CONSEGNA
Riscrivi il brano del testo sugli acquedotti romani che si apre con le parole "Soltanto la sua" e si chiude con "formatisi secoli fa.", sostituendo "condotto" con "cunicolo".

TESTO FORNITO

ACQUEDOTTI ROMANI

ACQUEDOTTI ROMANI

Spegnevano la sete di Roma sospesi tra cielo e terra

Nella campagna intorno a Tivoli, in provincia di Roma, la donna in blue-jeans e l’uomo vestito di velluto puntavano con determinazione verso una siepe dall’aria particolarmente arruffata. “È qui” disse a un tratto la donna, la signora Cecilia Roncaioli Lamberti, docente di Didattica del latino all’Università di Roma, e poi sparì, come inghiottita dal suolo.
Soltanto la sua voce ci raggiunse da sotterranee lontananze: “Seguitemi, voi due!” L’uomo – che era suo marito – e io ci lasciammo andare a piedi in avanti giù per un varco che lei aveva aperto nell’intrico spinoso della siepe, e sbucammo nel canale scavato nella roccia di un capolavoro ingegneristico degli antichi Romani: un condotto largo circa un metro e alto due con tracce di cemento impermeabile ancora visibile sulle pareti e la parte inferiore scolorita dal secolare scorrimento delle acque. Un tempo questo canale convogliava verso Roma un fiume d’acqua; oggi é intasato dalla vegetazione e dai depositi formatisi secoli fa.

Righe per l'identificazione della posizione

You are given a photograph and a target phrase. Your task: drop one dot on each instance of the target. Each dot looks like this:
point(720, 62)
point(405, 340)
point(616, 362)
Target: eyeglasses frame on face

RISPOSTA SCRITTA
Soltanto la sua voce ci raggiunse da sotterranee lontananze: “Seguitemi, voi due!” L’uomo – che era suo marito – e io ci lasciammo andare a piedi in avanti giù per un varco che lei aveva aperto nell’intrico spinoso della siepe, e sbucammo nel canale scavato nella roccia di un capolavoro ingegneristico degli antichi Romani: un cunicolo largo circa un metro e alto due con tracce di cemento impermeabile ancora visibile sulle pareti e la parte inferiore scolorita dal secolare scorrimento delle acque. Un tempo questo canale convogliava verso Roma un fiume d’acqua; oggi é intasato dalla vegetazione e dai depositi formatisi secoli fa.